::: TEXT SHOWN

Europe has a need, that the other models aren't bothered by — they can do it, but more by happenstance than on purpose.
I guess some people are surprised police might get involved in a defamation case because in the US it's not a crime but a civil wrong? Which means you can't get help from the police to identify the person who made a defamatory tweet? Or something?
Also, if someone says something that could threaten my safety (either directly or through inciting others) I would very much like them to get a visit from the police. This situation is so easily avoided by not being a dick to people.
Yeah, if you are from The Netherlands and want police showing up your door, mention on Twitter that you want to shoot mr. Wilders. Threatening someone to take away their life has repercussions. How peculiar!
(Please don't do it. Example is just illustrative. Actually, I know a website with a forum where this happened approx 20 years ago. Server got seized. They didn't log. FDE, but obviously got broken at some point.)
Freedom of speech isn't that you can spout whatever you want and not face repercussions.
Besides that, there's Popper.
Furthermore, there's this thing called chilling effect. You might wanna ask GOP Senators and Congressman about that.
I have faith in LLMs and AI, as long as it is reproducible and transparent. Right now, when I use Mistral, it refers to sources. A step in the right direction.
What EU relulations? It is a moving target, and nobody knows what exactly apply. It would be nice to provide list of regulations with references. And some testing suite or checklist, to verify AI use actually fits regulations.
Right now, if I integrate spellchecker into my app, I have no idea if I am breaking any AI EU regulations!!!
https://www.ai.se/en/ai-labs/natural-language-understanding/...
They've cooperated with a research agency known in part for their Prolog implementation, i.e. they've been at it since the last massive "AI" hype cycle.
It could be even nice idea for startup. All data are publicly available...
It's basically a classic EU research push - first you try to regulate the new technology to oblivion and then, when it becomes apparent that stifles development in the EU you bankroll many different projects with EU grants, often with limited success.
That project too seems dormant lately.
They just announce things and then the train leaves the station.
I don't believe anything was ever made public.
Although, as a Dutch person, I'd like to point out Brooklyn technically is Dutch. ;)
EU citizens badly need AI systems that are open and privacy-respecting. Getting together this rather large coalition of experts with quite some money and (importantly) access to compute power is a nice first step.
Let them play around, train some models, fail-and-get-up-again, start over, write papers and hopefully get some useful output. Remember, for the involved PhD students it will also be a learning experience!

::::::
::: SUPPLIED DATA

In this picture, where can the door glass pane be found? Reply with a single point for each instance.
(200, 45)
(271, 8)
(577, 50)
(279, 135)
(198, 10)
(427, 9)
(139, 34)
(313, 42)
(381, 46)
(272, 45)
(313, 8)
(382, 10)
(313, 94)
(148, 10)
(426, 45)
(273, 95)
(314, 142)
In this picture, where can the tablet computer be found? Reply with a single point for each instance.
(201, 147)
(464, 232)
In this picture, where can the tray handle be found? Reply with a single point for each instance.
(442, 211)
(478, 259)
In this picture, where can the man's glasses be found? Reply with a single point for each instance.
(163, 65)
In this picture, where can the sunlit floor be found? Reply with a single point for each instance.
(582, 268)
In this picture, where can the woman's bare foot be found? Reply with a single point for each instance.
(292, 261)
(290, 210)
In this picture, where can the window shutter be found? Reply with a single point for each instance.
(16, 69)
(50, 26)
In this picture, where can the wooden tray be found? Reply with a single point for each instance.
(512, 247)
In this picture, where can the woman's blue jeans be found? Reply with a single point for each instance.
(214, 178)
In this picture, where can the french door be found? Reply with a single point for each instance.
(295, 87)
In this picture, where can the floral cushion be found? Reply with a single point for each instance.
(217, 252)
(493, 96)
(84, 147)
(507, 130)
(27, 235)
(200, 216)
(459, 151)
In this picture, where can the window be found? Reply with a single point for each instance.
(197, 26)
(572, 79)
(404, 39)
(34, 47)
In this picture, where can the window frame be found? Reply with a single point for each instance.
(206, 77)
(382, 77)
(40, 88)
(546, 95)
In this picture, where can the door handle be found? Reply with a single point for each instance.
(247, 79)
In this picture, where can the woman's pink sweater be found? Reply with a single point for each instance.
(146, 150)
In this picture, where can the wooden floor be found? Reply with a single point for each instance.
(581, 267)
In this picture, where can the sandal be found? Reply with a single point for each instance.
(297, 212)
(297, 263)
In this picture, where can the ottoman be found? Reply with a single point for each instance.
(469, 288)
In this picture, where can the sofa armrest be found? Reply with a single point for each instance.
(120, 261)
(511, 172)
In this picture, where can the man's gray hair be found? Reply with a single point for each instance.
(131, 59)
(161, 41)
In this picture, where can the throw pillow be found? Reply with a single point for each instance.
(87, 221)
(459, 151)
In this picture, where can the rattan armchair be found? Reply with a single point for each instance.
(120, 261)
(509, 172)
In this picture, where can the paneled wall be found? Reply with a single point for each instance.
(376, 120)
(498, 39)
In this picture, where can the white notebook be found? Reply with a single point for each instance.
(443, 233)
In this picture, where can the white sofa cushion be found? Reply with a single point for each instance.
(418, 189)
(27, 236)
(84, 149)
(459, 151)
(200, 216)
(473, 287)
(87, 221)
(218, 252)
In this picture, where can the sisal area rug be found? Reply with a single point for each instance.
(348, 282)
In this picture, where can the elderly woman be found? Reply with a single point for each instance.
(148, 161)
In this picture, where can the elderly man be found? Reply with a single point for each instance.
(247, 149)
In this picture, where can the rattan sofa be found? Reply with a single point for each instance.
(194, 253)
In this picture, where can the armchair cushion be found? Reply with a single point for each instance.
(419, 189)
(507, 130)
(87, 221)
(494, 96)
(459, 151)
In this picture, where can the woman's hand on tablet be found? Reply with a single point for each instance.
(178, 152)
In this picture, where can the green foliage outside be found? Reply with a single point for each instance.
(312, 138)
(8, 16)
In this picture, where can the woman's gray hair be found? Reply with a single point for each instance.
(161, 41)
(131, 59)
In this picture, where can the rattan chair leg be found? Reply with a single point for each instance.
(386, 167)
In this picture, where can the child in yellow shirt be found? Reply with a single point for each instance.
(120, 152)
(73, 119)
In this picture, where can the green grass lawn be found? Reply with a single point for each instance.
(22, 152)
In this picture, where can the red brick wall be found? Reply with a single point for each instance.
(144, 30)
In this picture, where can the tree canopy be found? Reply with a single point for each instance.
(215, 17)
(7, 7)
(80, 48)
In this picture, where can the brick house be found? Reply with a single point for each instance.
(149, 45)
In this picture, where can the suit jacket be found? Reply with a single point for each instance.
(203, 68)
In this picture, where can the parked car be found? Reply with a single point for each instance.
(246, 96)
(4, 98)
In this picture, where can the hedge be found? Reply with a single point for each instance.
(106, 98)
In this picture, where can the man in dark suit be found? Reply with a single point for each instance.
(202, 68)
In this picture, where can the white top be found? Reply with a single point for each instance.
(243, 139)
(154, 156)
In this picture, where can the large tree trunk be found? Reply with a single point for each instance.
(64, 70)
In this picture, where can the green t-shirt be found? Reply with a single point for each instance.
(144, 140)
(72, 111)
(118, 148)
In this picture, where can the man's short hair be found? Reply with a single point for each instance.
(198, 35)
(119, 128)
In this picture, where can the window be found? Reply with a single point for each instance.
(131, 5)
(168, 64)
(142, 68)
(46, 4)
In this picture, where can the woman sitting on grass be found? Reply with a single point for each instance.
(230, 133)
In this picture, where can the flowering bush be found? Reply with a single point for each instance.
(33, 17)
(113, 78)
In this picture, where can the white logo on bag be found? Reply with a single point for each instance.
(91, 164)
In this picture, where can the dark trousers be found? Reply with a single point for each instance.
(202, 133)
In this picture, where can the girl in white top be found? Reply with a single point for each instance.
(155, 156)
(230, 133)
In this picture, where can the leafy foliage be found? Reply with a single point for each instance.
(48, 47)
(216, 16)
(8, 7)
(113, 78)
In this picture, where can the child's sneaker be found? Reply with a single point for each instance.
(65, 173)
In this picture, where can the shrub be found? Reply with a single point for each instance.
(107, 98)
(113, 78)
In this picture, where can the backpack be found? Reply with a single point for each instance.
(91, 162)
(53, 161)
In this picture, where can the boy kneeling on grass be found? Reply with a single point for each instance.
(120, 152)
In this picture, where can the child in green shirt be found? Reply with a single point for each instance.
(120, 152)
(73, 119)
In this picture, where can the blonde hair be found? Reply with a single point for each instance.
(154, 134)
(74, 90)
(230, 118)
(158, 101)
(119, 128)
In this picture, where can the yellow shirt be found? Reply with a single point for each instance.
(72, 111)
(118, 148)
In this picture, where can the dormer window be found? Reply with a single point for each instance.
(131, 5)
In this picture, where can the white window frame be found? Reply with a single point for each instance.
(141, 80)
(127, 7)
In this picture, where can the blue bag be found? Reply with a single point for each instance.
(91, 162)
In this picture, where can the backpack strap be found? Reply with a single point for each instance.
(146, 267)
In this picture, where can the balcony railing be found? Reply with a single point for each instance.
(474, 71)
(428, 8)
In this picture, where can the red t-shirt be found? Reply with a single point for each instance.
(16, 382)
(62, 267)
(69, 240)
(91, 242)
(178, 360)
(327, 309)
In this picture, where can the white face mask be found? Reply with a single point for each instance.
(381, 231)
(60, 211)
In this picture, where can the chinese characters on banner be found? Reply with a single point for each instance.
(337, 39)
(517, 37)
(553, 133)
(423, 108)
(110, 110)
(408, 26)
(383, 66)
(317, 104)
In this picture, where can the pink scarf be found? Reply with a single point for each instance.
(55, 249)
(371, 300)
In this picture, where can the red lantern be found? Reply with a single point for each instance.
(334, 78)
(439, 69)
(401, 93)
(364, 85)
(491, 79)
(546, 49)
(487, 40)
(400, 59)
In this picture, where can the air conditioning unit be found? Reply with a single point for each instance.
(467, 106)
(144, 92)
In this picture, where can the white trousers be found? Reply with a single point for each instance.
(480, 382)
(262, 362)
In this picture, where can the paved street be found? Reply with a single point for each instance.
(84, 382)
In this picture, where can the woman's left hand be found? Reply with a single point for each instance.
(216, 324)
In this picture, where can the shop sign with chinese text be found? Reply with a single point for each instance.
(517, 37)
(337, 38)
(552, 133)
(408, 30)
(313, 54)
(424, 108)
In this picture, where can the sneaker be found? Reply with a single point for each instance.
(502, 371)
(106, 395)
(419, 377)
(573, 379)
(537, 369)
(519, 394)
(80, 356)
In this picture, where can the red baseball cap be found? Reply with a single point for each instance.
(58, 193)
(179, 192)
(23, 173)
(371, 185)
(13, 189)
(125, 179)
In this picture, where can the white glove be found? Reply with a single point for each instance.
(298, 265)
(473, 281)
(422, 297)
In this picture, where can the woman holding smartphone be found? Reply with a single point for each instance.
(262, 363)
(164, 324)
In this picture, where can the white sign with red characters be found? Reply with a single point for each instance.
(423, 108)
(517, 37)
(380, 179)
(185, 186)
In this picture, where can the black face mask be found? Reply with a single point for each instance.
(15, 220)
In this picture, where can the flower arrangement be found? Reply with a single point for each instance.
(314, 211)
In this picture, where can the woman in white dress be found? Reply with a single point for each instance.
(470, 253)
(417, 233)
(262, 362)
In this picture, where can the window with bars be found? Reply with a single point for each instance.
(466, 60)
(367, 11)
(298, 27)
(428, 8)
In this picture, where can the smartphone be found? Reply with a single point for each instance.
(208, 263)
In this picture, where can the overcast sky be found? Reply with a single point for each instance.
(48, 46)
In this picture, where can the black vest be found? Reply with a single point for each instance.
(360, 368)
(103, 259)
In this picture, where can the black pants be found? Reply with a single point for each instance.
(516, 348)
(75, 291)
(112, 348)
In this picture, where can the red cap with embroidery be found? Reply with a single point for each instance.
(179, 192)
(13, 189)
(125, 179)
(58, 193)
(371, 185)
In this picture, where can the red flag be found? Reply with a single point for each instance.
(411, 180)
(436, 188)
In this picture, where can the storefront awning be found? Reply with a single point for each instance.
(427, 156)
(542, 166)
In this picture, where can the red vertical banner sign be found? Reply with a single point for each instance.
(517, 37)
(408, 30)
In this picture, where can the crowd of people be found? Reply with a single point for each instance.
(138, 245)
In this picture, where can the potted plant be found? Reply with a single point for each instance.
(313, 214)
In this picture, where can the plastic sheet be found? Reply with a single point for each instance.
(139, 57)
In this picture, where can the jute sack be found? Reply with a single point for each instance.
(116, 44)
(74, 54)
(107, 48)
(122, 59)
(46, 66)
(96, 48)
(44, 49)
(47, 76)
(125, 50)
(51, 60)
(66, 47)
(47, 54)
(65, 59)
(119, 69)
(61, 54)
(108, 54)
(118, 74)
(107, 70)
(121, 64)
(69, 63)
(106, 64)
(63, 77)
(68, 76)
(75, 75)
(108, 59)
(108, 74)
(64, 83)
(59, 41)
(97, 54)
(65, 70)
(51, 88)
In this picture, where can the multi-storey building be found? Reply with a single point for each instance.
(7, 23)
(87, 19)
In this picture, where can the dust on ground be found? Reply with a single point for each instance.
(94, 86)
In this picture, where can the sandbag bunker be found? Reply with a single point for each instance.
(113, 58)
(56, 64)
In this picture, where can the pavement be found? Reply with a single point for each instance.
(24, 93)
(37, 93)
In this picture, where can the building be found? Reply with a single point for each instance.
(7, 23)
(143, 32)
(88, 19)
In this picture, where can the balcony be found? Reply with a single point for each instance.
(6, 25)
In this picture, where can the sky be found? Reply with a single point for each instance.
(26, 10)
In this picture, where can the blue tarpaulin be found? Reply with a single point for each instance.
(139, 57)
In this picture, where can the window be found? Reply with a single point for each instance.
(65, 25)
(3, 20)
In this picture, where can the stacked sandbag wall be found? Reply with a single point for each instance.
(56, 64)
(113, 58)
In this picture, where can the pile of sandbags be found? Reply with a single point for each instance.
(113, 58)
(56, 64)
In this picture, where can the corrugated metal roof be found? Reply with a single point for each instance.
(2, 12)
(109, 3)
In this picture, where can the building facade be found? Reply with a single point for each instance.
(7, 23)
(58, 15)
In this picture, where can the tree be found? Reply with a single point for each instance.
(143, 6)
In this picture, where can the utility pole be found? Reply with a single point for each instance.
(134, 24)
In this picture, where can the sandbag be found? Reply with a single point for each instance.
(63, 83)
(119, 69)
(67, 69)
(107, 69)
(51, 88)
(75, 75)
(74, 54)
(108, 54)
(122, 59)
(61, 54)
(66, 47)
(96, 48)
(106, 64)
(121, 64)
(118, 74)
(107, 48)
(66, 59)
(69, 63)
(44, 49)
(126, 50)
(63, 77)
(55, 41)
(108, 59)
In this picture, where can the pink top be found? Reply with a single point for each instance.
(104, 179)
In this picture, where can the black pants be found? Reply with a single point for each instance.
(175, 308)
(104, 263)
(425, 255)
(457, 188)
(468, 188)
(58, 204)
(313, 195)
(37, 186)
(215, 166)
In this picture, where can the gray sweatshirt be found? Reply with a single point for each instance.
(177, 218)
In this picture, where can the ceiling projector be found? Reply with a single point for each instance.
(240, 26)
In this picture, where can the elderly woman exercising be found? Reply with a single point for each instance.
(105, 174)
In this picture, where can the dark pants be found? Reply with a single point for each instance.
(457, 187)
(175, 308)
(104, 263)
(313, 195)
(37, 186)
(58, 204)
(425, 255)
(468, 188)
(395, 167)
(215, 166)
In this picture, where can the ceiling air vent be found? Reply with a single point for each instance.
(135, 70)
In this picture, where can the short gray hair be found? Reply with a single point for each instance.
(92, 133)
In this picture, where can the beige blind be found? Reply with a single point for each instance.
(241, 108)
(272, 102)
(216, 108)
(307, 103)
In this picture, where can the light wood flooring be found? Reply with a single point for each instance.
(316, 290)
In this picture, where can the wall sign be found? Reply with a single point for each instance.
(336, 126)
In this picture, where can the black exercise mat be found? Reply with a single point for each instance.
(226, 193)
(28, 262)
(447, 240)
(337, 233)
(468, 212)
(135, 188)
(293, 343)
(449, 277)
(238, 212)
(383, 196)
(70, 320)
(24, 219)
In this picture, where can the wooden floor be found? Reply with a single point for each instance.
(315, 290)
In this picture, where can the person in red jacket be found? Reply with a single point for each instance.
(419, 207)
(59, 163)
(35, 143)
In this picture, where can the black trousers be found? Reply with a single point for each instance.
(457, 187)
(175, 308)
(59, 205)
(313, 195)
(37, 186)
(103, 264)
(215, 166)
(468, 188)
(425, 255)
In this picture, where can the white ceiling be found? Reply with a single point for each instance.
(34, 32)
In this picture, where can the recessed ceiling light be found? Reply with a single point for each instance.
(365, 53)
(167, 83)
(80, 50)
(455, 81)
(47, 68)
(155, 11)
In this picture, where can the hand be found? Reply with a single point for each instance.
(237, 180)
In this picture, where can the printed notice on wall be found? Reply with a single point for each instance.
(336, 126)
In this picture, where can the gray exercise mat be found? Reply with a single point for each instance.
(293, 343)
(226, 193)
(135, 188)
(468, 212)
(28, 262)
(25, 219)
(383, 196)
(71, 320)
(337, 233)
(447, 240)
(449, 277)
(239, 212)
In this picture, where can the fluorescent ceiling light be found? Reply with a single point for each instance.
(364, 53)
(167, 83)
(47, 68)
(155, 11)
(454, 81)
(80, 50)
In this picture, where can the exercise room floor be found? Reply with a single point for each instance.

::::::

- AIM OF THE TASK
Decide whether each statement below agrees with the forum thread above, answering yes or no and quoting the thread's deciding words. (a) One commenter reports that Mistral refers to sources. (b) A commenter states that defamation is a crime in the US. (c) The website whose server was seized kept logs.

- TASK RESULT
(a) Yes: "Right now, when I use Mistral, it refers to sources."
(b) No: "in the US it's not a crime but a civil wrong"
(c) No: "They didn't log."